Do this: Reproduce verbatim the part of the data that opens with the line containing "Localize blue embroidered" and closes with the final line of the data, including both ends.

####

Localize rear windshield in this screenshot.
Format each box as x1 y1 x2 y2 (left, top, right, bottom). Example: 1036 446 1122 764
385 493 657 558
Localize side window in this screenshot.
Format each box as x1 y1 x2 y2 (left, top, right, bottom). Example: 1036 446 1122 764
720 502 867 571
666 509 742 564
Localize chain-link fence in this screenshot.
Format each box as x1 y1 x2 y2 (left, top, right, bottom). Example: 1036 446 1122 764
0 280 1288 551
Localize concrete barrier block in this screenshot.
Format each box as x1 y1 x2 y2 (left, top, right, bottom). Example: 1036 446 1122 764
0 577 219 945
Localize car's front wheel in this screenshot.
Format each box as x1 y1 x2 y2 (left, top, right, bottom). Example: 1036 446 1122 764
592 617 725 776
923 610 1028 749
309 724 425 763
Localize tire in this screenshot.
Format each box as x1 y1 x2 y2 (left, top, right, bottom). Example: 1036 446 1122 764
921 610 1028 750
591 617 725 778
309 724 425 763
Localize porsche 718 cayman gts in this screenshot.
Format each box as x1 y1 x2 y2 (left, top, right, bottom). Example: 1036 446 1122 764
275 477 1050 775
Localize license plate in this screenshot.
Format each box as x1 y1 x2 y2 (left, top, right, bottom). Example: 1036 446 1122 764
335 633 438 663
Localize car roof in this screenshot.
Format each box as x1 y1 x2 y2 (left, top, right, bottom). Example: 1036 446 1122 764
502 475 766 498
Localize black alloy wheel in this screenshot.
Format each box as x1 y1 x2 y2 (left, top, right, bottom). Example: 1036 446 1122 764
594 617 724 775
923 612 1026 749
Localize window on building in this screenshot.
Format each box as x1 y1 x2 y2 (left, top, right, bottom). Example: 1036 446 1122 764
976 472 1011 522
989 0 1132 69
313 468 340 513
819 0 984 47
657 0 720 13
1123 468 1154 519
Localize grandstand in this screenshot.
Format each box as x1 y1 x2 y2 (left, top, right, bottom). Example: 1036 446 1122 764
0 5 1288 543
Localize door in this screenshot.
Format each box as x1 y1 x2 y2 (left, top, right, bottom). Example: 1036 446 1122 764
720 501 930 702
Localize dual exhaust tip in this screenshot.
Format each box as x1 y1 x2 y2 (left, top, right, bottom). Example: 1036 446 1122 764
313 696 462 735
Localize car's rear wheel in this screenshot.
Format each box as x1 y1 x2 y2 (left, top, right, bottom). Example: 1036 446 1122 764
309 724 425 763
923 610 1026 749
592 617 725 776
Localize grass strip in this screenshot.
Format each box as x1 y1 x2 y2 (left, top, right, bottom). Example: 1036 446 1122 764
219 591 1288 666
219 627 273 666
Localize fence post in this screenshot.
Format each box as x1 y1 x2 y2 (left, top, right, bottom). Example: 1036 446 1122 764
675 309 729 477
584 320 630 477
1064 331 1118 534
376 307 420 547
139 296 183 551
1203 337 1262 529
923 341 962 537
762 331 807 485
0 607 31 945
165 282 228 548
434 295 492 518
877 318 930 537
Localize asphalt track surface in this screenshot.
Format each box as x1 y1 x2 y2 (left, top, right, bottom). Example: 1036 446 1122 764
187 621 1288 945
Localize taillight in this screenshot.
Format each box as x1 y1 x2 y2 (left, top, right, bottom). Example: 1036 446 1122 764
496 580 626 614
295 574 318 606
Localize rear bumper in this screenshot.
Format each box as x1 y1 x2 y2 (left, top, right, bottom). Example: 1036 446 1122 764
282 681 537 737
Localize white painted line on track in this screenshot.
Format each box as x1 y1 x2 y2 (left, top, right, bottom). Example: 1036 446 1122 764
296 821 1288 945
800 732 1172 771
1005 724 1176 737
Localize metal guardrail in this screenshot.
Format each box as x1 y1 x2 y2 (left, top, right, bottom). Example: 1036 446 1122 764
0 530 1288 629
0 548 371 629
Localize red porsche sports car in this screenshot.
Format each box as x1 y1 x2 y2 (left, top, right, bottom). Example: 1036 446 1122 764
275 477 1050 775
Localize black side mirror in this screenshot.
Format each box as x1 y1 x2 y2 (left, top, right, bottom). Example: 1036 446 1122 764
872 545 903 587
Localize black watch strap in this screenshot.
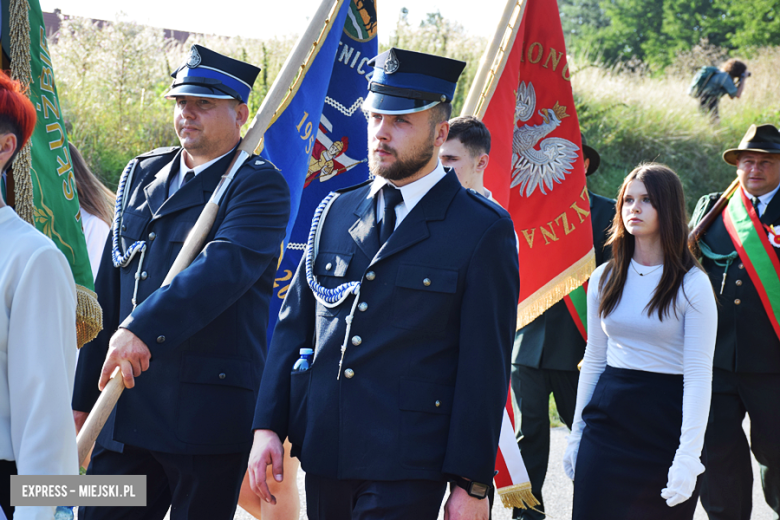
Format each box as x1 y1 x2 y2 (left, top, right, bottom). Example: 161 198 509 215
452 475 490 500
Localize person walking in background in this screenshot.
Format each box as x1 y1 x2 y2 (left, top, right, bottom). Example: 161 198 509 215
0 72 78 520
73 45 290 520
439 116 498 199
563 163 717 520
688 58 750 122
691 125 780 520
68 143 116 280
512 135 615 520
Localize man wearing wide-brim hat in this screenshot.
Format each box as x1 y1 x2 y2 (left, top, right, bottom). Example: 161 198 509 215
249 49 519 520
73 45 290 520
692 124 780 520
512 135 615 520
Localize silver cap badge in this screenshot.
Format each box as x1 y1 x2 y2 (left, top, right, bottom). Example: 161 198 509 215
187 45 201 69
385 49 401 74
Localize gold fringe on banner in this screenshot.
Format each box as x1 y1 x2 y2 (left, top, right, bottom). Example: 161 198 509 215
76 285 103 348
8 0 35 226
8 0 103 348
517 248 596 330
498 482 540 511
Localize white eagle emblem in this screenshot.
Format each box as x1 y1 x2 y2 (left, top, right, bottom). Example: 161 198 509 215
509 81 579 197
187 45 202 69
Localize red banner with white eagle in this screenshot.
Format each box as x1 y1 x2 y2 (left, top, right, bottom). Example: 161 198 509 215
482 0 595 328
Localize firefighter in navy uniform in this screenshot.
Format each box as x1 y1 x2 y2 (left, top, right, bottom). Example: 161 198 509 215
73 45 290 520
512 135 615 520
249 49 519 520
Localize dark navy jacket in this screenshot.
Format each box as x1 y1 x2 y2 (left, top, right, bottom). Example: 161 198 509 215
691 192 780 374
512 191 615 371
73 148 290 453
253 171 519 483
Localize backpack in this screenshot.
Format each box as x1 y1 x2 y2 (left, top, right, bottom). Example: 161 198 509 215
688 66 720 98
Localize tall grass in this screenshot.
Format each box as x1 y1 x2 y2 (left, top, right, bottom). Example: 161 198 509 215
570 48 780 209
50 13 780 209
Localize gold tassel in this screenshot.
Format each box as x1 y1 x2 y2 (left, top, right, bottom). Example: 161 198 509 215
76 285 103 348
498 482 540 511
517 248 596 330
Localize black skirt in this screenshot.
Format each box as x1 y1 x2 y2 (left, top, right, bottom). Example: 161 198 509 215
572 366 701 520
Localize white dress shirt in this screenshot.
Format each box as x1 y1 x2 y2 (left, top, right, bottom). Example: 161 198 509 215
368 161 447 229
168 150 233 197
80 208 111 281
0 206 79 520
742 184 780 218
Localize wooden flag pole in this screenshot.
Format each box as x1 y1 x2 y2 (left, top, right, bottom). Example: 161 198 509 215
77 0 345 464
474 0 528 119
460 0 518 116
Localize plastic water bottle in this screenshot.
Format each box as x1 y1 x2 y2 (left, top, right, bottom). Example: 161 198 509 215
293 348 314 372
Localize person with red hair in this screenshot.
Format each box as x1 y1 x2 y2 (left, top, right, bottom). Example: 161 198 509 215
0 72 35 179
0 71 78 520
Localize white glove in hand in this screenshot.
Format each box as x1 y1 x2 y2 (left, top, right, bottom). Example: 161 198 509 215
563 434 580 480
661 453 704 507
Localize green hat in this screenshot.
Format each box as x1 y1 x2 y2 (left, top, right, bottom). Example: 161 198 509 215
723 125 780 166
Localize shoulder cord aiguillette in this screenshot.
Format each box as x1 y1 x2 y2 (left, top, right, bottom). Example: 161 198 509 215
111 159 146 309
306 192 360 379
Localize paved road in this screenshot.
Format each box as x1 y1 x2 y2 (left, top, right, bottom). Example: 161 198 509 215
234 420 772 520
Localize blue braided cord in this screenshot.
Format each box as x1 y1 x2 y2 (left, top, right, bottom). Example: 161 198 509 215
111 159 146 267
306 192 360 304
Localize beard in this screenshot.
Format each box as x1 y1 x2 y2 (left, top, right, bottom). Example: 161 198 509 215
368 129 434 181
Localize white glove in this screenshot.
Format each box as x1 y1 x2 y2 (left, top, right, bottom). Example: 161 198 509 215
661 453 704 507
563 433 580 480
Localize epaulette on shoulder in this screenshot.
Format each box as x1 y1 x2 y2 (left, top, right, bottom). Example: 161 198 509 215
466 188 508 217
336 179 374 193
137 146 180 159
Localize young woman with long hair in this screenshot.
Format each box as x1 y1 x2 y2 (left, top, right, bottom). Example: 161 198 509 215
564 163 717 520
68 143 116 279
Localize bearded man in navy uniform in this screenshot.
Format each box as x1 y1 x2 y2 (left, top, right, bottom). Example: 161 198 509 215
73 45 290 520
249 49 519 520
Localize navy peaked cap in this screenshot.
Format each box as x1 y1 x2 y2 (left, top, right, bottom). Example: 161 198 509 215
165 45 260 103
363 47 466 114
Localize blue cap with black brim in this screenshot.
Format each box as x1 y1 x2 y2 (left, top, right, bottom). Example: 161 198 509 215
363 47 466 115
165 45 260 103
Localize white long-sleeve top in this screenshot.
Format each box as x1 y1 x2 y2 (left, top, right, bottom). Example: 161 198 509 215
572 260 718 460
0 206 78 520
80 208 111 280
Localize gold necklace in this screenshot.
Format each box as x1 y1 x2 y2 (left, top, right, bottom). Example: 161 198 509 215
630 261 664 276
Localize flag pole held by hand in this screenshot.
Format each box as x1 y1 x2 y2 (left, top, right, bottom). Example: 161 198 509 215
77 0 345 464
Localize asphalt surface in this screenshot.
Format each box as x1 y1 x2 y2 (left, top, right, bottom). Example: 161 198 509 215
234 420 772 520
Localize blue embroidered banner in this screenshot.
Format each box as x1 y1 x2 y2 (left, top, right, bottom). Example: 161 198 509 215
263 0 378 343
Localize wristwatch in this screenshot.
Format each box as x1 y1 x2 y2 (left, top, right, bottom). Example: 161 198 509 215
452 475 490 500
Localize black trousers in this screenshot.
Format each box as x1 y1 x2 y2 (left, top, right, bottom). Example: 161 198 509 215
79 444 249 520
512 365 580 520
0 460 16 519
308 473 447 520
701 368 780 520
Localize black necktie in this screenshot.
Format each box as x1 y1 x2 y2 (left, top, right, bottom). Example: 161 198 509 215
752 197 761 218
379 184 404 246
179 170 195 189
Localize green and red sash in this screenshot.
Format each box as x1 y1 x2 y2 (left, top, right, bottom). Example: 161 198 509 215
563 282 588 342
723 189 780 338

####

Complete response:
Localize blue embroidered banner in this screenshot.
Format each box as x1 y1 x2 y2 (left, top, right, bottom). Example: 161 198 509 215
263 0 378 343
Localize wristwatch in this screenshot.
Format each box as x1 y1 x2 y2 (left, top, right, bottom). Example: 161 198 509 215
452 475 490 500
Localize black trousers in this screenshot.
Format each box as x1 y1 x2 y2 (left, top, right, bottom). Example: 161 198 509 215
79 444 249 520
512 365 580 520
0 460 16 519
308 473 447 520
701 368 780 520
Localize black necktie in this screenshot.
Format each box as x1 y1 x2 y2 (left, top, right, bottom). Example: 161 198 509 215
752 197 761 218
379 184 404 246
179 170 195 189
Localize green and red sash in this screenshot.
Format each box as x1 y1 x2 y2 (left, top, right, bottom). Example: 161 198 509 215
563 282 588 342
723 189 780 338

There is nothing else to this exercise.